Data entries

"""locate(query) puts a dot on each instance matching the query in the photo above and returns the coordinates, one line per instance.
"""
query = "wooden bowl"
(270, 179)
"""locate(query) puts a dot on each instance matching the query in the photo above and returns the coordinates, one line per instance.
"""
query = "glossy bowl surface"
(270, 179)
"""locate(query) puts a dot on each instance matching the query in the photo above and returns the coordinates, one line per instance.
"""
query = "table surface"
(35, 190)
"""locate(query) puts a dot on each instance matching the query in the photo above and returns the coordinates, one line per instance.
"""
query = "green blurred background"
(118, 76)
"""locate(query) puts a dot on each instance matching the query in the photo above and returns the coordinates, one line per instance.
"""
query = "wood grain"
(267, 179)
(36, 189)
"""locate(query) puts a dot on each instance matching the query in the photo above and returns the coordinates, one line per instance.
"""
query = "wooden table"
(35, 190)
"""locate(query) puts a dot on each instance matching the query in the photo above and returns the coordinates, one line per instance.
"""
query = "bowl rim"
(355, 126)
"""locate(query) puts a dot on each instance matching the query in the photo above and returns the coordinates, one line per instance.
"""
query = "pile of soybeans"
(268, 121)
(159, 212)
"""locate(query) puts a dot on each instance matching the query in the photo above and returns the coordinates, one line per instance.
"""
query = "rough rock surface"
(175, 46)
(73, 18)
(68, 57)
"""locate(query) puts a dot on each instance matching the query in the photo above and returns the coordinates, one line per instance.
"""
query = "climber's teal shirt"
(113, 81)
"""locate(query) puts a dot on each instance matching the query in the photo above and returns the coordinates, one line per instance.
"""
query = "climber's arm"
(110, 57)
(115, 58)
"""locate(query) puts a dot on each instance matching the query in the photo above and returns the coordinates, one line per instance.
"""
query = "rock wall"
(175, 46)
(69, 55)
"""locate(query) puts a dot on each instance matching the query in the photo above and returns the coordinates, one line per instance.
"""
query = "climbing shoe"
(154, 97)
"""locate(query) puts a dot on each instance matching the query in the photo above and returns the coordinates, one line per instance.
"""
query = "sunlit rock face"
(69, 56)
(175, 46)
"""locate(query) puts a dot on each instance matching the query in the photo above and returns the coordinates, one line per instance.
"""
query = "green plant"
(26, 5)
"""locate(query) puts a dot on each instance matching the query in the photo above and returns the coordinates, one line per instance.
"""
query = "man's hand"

Short task
Extract every line from the items above that contains the word "table", matching case exactly.

Answer
query = "table surface"
query = "wooden table"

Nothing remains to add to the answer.